▸ Requirement
Take the part of the listing that opens with the line containing "Please, could you outline where the dirt" and runs through the end of the listing. Substitute "mark" for every "outline" in it, change nothing else, and return only that part.

Annotated coordinate records
·····

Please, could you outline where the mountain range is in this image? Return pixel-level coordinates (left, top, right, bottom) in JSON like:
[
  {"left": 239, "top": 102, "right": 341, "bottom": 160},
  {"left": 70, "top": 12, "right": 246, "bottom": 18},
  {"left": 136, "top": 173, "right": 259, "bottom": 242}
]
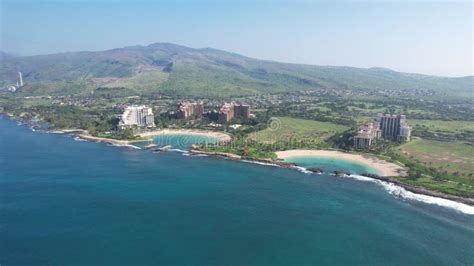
[{"left": 0, "top": 43, "right": 474, "bottom": 97}]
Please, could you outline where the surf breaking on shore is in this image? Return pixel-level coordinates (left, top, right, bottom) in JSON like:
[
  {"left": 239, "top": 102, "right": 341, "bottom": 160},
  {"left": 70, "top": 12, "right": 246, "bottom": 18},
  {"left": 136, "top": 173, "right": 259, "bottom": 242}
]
[{"left": 276, "top": 150, "right": 407, "bottom": 177}]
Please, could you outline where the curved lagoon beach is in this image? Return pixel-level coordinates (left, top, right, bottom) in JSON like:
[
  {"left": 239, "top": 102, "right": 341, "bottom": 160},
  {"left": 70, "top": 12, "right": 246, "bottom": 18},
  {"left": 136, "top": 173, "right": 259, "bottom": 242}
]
[{"left": 0, "top": 118, "right": 474, "bottom": 265}]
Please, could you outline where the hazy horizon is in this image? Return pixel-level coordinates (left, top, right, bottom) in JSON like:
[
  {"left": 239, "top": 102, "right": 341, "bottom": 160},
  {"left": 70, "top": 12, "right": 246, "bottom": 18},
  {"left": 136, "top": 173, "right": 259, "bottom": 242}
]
[{"left": 0, "top": 0, "right": 473, "bottom": 77}]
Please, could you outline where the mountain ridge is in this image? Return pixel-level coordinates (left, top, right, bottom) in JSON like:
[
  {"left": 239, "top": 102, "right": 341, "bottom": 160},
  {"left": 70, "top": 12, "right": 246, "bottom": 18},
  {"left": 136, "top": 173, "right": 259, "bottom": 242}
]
[{"left": 0, "top": 43, "right": 474, "bottom": 96}]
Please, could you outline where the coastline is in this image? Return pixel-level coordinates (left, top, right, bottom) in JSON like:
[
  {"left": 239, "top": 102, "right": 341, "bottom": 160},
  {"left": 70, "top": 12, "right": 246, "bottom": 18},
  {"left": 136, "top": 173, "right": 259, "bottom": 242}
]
[
  {"left": 6, "top": 114, "right": 474, "bottom": 206},
  {"left": 72, "top": 129, "right": 232, "bottom": 146},
  {"left": 137, "top": 129, "right": 232, "bottom": 142},
  {"left": 275, "top": 150, "right": 407, "bottom": 177}
]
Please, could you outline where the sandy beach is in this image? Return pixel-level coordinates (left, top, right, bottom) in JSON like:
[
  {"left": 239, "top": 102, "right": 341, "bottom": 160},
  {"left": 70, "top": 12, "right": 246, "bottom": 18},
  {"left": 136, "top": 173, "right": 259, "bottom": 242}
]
[
  {"left": 276, "top": 150, "right": 407, "bottom": 177},
  {"left": 138, "top": 129, "right": 232, "bottom": 142}
]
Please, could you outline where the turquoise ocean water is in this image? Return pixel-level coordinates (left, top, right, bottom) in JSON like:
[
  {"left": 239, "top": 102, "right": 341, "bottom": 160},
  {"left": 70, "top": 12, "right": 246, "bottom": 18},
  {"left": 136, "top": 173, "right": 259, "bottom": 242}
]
[{"left": 0, "top": 118, "right": 474, "bottom": 266}]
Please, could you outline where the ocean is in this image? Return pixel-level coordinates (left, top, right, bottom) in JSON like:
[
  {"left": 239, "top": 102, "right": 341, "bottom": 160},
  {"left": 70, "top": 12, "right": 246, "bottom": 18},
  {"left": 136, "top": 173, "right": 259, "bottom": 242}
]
[{"left": 0, "top": 118, "right": 474, "bottom": 266}]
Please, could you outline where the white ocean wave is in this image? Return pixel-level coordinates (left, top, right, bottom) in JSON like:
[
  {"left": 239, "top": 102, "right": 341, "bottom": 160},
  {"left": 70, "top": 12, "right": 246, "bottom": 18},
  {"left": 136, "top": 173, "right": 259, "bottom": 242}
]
[
  {"left": 109, "top": 143, "right": 142, "bottom": 150},
  {"left": 292, "top": 166, "right": 313, "bottom": 174},
  {"left": 347, "top": 175, "right": 474, "bottom": 215},
  {"left": 74, "top": 137, "right": 87, "bottom": 141}
]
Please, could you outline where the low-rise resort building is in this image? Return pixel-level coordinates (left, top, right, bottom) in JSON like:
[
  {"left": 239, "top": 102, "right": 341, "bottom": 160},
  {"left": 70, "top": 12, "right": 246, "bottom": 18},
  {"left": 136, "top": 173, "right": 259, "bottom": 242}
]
[
  {"left": 354, "top": 114, "right": 411, "bottom": 149},
  {"left": 217, "top": 103, "right": 250, "bottom": 124},
  {"left": 119, "top": 105, "right": 155, "bottom": 128}
]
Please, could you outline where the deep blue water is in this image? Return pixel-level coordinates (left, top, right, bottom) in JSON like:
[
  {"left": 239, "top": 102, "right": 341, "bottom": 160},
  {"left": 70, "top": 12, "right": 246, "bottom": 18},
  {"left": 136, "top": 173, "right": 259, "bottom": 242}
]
[{"left": 0, "top": 118, "right": 474, "bottom": 266}]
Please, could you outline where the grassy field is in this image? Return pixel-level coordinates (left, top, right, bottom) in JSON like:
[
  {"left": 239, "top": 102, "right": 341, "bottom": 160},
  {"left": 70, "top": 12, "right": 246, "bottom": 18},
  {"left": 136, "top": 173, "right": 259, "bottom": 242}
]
[
  {"left": 398, "top": 138, "right": 474, "bottom": 177},
  {"left": 249, "top": 117, "right": 348, "bottom": 143}
]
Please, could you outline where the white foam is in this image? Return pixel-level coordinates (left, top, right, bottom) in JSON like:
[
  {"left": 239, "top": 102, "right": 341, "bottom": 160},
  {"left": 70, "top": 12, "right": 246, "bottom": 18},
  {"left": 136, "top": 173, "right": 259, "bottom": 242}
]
[
  {"left": 109, "top": 143, "right": 142, "bottom": 150},
  {"left": 347, "top": 175, "right": 474, "bottom": 215},
  {"left": 291, "top": 166, "right": 313, "bottom": 174}
]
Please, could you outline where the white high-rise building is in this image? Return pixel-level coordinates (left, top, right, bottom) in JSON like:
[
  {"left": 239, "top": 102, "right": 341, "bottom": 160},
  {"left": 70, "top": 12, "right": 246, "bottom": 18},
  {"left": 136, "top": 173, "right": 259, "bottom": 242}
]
[{"left": 119, "top": 105, "right": 155, "bottom": 127}]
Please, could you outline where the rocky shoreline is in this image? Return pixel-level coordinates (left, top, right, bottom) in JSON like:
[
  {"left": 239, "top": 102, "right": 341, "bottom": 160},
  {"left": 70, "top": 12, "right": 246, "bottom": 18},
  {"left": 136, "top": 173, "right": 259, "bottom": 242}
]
[
  {"left": 4, "top": 113, "right": 474, "bottom": 206},
  {"left": 189, "top": 149, "right": 474, "bottom": 206}
]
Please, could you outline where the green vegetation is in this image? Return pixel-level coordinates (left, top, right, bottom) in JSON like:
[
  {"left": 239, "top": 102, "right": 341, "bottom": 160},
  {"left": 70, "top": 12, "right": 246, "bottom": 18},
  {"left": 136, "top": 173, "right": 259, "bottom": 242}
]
[
  {"left": 0, "top": 44, "right": 474, "bottom": 197},
  {"left": 249, "top": 117, "right": 348, "bottom": 143}
]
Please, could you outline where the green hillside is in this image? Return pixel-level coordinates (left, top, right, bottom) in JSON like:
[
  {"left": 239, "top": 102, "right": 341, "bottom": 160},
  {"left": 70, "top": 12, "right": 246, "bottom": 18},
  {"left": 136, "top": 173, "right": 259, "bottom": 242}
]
[{"left": 0, "top": 43, "right": 474, "bottom": 96}]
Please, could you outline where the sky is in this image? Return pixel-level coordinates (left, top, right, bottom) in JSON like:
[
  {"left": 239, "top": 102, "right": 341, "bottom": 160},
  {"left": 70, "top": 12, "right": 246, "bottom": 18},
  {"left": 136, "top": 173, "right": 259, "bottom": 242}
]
[{"left": 0, "top": 0, "right": 474, "bottom": 76}]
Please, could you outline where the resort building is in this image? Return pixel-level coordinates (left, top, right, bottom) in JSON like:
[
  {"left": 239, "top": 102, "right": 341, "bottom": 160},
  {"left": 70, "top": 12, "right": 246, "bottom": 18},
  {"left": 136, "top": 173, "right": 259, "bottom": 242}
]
[
  {"left": 354, "top": 114, "right": 411, "bottom": 148},
  {"left": 217, "top": 103, "right": 251, "bottom": 124},
  {"left": 176, "top": 102, "right": 204, "bottom": 119},
  {"left": 119, "top": 105, "right": 155, "bottom": 127}
]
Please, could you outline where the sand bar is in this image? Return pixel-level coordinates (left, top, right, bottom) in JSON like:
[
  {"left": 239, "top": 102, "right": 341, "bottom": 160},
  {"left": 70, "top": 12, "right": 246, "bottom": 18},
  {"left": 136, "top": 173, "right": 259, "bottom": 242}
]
[{"left": 276, "top": 150, "right": 407, "bottom": 176}]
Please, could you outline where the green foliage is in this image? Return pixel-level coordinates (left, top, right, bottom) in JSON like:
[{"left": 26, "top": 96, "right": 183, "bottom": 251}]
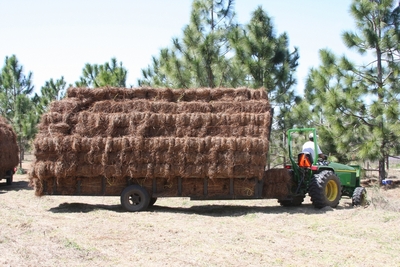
[
  {"left": 0, "top": 55, "right": 38, "bottom": 160},
  {"left": 138, "top": 0, "right": 308, "bottom": 168},
  {"left": 305, "top": 0, "right": 400, "bottom": 182},
  {"left": 138, "top": 0, "right": 239, "bottom": 88},
  {"left": 33, "top": 76, "right": 67, "bottom": 115}
]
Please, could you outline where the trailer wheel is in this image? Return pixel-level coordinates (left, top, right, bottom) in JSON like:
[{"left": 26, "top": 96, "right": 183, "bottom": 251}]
[
  {"left": 6, "top": 171, "right": 13, "bottom": 185},
  {"left": 352, "top": 187, "right": 367, "bottom": 207},
  {"left": 278, "top": 196, "right": 304, "bottom": 207},
  {"left": 149, "top": 197, "right": 157, "bottom": 207},
  {"left": 121, "top": 185, "right": 150, "bottom": 211},
  {"left": 308, "top": 170, "right": 341, "bottom": 208}
]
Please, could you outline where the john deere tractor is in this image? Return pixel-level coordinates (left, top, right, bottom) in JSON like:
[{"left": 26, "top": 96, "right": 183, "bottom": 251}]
[{"left": 278, "top": 128, "right": 366, "bottom": 208}]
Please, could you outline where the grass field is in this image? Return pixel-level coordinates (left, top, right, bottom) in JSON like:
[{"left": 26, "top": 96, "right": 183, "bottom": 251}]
[{"left": 0, "top": 158, "right": 400, "bottom": 267}]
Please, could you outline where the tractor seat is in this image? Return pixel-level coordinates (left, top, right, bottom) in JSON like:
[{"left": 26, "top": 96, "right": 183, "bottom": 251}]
[{"left": 297, "top": 152, "right": 313, "bottom": 168}]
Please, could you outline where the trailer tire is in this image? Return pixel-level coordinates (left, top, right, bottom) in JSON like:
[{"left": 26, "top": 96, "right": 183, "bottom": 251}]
[
  {"left": 149, "top": 197, "right": 157, "bottom": 207},
  {"left": 352, "top": 186, "right": 367, "bottom": 207},
  {"left": 121, "top": 185, "right": 150, "bottom": 211},
  {"left": 278, "top": 196, "right": 304, "bottom": 207},
  {"left": 308, "top": 170, "right": 341, "bottom": 208},
  {"left": 6, "top": 171, "right": 13, "bottom": 185}
]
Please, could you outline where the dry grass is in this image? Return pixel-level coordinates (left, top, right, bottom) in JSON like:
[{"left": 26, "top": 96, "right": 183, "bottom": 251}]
[{"left": 0, "top": 158, "right": 400, "bottom": 267}]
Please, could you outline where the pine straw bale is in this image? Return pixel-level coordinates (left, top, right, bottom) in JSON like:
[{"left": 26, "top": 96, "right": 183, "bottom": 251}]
[
  {"left": 263, "top": 168, "right": 292, "bottom": 198},
  {"left": 0, "top": 116, "right": 19, "bottom": 175},
  {"left": 87, "top": 100, "right": 271, "bottom": 114},
  {"left": 30, "top": 88, "right": 271, "bottom": 196},
  {"left": 71, "top": 112, "right": 270, "bottom": 138},
  {"left": 67, "top": 87, "right": 267, "bottom": 102}
]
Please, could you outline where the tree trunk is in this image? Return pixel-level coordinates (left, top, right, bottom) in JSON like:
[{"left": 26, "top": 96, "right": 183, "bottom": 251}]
[{"left": 379, "top": 158, "right": 386, "bottom": 184}]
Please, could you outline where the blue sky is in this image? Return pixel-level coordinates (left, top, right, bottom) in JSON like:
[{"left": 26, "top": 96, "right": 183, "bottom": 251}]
[{"left": 0, "top": 0, "right": 361, "bottom": 93}]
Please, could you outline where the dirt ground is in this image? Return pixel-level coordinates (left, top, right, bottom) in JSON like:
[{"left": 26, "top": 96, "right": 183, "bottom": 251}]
[{"left": 0, "top": 158, "right": 400, "bottom": 267}]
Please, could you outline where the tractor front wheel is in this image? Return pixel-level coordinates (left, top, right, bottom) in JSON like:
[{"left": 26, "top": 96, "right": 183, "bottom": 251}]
[
  {"left": 352, "top": 187, "right": 367, "bottom": 207},
  {"left": 308, "top": 170, "right": 341, "bottom": 208}
]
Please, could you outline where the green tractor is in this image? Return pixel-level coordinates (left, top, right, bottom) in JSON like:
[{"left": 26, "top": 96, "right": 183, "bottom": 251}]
[{"left": 278, "top": 128, "right": 367, "bottom": 208}]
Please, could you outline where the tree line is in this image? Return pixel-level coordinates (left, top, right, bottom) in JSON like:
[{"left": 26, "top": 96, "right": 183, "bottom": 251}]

·····

▸ Written response
Please, could you mark where the dirt ground is in this image? Return pixel-level coordinates (left, top, right, bottom) in JSON like:
[{"left": 26, "top": 96, "right": 183, "bottom": 251}]
[{"left": 0, "top": 158, "right": 400, "bottom": 267}]
Please, could you mark where the tractor front wheel is in this image? Return pixel-level coordinates (left, top, right, bottom) in JSON like:
[{"left": 26, "top": 96, "right": 183, "bottom": 251}]
[
  {"left": 352, "top": 187, "right": 367, "bottom": 207},
  {"left": 308, "top": 170, "right": 341, "bottom": 208}
]
Please, could you mark where the green tractor is in this image? Return pixel-level coordinates (left, top, right, bottom) in JSON like:
[{"left": 26, "top": 96, "right": 183, "bottom": 251}]
[{"left": 278, "top": 128, "right": 367, "bottom": 208}]
Please, could you mark where the tree line is in this image? Return pixel-level coordinates (left, top, right, bottom) in JSON like:
[{"left": 26, "top": 96, "right": 183, "bottom": 251}]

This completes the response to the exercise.